Work order:
From the first line onward, reproduce the records exactly; the final line to include is the one holding "For the shot-chart build, locate every instance of the pale".

***** Data records *****

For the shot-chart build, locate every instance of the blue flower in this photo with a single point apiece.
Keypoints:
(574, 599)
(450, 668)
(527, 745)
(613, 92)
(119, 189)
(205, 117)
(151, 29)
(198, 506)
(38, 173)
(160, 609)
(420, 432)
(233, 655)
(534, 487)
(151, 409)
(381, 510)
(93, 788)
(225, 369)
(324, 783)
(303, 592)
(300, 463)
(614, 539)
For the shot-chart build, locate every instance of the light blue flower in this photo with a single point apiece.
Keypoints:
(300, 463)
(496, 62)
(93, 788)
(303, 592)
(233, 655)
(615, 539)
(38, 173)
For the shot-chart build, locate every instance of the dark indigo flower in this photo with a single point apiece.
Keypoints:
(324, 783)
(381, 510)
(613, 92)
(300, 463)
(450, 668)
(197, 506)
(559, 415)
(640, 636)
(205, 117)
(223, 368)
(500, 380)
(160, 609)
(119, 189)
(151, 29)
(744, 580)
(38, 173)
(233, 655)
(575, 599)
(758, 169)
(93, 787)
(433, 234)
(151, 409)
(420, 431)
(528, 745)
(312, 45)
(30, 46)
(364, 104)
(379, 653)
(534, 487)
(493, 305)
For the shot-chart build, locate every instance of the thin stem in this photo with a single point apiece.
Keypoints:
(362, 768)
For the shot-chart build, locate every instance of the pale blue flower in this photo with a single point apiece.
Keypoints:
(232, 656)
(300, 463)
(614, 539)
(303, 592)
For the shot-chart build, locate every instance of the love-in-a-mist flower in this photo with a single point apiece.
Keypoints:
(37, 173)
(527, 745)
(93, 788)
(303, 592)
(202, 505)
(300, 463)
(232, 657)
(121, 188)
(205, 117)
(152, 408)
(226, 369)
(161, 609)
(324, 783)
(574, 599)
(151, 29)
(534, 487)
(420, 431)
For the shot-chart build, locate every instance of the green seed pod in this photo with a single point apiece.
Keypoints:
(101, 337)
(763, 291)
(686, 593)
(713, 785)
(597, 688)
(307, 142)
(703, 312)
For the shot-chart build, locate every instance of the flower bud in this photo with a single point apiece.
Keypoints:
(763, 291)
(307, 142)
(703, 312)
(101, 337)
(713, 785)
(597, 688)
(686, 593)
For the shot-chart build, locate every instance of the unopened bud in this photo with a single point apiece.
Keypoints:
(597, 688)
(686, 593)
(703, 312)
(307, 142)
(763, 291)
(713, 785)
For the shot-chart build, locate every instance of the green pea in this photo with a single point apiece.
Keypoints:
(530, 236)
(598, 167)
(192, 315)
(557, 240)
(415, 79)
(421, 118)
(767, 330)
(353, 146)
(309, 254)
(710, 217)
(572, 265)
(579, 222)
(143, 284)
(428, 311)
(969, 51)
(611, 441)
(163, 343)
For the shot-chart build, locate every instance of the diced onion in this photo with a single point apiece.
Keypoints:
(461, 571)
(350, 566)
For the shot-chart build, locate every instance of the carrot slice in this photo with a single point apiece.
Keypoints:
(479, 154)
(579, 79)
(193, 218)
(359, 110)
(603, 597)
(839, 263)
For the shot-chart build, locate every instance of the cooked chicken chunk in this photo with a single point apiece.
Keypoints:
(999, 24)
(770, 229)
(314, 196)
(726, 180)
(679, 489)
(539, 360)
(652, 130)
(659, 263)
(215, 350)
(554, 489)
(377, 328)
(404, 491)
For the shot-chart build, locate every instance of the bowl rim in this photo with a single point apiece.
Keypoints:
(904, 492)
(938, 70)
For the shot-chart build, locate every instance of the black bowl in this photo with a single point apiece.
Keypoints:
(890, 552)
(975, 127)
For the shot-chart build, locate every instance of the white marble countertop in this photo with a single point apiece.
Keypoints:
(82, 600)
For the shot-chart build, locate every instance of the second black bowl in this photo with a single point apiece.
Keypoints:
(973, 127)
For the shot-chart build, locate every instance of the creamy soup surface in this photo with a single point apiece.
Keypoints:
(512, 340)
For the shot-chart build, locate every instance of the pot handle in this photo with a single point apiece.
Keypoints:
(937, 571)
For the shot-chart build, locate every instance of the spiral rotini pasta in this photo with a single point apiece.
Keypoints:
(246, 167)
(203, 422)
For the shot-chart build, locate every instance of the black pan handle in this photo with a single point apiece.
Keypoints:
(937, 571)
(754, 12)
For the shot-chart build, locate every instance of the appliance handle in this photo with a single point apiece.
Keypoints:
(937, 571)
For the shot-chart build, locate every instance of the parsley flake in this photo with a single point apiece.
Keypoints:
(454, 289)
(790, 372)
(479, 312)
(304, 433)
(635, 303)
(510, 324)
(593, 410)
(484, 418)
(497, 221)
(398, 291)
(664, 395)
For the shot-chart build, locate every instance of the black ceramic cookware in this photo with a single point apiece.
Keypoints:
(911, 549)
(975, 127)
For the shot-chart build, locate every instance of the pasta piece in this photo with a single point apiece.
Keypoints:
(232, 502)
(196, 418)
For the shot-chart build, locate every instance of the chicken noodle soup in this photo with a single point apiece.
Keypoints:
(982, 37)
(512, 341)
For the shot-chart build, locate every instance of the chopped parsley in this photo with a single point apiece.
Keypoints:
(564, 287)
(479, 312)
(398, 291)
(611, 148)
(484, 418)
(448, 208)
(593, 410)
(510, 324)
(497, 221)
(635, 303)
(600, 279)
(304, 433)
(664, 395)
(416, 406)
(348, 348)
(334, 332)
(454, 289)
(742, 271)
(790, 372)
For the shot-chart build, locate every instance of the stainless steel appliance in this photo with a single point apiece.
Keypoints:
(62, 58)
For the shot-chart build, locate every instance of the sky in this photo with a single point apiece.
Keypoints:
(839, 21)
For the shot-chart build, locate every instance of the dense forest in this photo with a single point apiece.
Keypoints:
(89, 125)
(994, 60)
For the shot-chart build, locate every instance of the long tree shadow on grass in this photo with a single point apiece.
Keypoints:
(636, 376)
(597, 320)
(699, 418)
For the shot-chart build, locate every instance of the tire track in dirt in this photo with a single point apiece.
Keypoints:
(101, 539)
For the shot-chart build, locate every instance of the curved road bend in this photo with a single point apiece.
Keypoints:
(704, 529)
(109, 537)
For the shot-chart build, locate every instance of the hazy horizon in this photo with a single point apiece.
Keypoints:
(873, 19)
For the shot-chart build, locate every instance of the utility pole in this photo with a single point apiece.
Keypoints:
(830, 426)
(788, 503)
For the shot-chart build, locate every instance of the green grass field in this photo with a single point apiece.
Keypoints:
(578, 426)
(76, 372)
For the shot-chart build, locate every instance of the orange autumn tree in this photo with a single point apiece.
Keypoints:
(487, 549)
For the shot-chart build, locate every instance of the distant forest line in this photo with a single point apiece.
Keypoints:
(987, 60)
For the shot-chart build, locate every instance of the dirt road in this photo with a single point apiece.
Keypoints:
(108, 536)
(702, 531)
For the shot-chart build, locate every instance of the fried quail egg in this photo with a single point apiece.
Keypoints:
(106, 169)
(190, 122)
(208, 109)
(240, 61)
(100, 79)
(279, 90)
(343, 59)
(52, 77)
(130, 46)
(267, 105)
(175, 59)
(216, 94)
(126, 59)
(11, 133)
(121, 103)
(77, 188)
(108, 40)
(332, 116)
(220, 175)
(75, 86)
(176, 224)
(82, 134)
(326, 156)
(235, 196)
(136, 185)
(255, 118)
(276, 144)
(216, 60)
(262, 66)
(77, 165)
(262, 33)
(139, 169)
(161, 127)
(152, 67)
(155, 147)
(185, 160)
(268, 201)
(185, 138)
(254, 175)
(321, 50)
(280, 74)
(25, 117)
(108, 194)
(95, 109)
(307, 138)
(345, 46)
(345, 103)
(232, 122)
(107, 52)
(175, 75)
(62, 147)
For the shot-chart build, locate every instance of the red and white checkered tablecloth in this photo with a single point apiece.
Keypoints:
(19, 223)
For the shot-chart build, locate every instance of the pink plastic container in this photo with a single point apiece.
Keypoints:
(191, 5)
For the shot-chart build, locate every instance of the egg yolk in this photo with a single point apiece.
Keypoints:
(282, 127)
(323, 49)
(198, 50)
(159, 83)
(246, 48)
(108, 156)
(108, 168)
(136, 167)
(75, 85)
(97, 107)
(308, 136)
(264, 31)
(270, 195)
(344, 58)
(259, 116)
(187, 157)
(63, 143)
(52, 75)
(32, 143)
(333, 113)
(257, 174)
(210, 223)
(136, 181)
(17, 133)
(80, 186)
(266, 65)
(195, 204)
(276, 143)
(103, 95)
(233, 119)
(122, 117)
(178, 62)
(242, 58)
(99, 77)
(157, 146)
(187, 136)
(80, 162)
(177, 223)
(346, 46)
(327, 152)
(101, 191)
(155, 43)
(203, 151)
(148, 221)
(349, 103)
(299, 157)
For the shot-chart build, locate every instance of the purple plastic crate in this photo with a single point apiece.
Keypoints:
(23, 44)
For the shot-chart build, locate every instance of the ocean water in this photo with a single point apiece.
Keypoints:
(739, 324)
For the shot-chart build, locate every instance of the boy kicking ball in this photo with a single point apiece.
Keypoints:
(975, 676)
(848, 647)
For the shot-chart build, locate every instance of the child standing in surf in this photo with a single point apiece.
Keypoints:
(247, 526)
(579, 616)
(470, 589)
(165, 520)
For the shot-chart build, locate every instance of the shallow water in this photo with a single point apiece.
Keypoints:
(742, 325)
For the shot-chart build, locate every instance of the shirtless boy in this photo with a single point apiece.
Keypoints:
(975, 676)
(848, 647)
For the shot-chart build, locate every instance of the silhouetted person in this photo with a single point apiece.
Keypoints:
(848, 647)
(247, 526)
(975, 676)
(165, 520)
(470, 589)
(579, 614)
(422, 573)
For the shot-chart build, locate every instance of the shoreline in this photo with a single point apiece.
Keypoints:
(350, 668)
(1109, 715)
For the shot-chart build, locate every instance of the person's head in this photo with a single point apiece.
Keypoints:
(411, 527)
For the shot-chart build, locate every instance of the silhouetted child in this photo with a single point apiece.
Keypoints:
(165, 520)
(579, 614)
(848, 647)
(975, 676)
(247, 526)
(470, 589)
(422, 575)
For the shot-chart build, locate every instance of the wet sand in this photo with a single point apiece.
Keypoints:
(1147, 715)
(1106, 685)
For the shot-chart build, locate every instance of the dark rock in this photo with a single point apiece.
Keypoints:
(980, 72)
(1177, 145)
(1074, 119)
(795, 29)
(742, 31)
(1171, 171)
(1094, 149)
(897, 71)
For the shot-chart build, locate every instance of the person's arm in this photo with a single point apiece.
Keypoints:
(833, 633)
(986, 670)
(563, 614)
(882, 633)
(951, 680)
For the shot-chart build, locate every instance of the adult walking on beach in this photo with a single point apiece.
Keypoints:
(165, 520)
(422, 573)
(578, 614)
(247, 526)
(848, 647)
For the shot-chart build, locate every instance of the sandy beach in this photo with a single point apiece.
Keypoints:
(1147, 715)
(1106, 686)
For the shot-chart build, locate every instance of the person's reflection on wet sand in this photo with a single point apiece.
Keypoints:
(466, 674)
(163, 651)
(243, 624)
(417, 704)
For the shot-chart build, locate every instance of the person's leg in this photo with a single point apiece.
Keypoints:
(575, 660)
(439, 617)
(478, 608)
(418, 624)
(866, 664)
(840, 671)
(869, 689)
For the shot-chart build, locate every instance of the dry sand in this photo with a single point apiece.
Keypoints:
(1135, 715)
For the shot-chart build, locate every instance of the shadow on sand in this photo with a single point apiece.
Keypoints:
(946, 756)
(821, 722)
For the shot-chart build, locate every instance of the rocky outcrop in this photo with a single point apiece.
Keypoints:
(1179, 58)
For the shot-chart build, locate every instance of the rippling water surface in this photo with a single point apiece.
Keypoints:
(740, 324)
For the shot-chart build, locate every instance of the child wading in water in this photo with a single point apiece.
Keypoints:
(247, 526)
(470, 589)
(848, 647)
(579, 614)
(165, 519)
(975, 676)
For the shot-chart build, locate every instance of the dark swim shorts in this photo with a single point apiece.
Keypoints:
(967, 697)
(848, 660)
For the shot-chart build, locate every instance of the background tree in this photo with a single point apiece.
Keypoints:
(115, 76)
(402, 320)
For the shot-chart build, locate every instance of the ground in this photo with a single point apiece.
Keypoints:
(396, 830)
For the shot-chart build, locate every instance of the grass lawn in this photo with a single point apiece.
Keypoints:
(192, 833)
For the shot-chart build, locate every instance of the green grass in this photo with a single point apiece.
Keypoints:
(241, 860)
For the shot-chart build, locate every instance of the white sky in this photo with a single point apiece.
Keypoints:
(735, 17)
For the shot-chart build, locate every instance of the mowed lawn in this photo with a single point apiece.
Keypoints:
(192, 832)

*****

Written reply:
For the shot-chart build, locate every instance of the blue flower in this photo with a single point apiece.
Keypoints:
(574, 599)
(450, 668)
(527, 745)
(613, 92)
(119, 189)
(205, 117)
(151, 29)
(198, 506)
(38, 173)
(160, 609)
(420, 432)
(233, 655)
(534, 487)
(151, 409)
(381, 510)
(93, 788)
(225, 369)
(324, 783)
(303, 592)
(300, 463)
(614, 539)
For the shot-chart build, locate every instance of the light blue flower in this photo with a single point apiece.
Keypoints:
(300, 463)
(496, 62)
(93, 788)
(303, 592)
(233, 655)
(615, 539)
(38, 173)
For the shot-chart build, locate every instance of the dark indigo flower in this photo with a single point apiece.
Keypoints:
(324, 783)
(381, 510)
(613, 92)
(300, 463)
(450, 668)
(197, 506)
(559, 415)
(640, 636)
(205, 117)
(223, 368)
(500, 380)
(160, 609)
(119, 189)
(151, 29)
(744, 580)
(38, 173)
(233, 655)
(575, 599)
(758, 169)
(93, 787)
(433, 234)
(151, 409)
(420, 431)
(528, 745)
(312, 45)
(30, 46)
(364, 104)
(379, 653)
(534, 487)
(493, 305)
For the shot-chart build, locate every instance of the thin stem in this photo with a single point apiece.
Keypoints:
(362, 768)
For the shot-chart build, locate every instance of the pale blue flower in this photo with a single point apiece.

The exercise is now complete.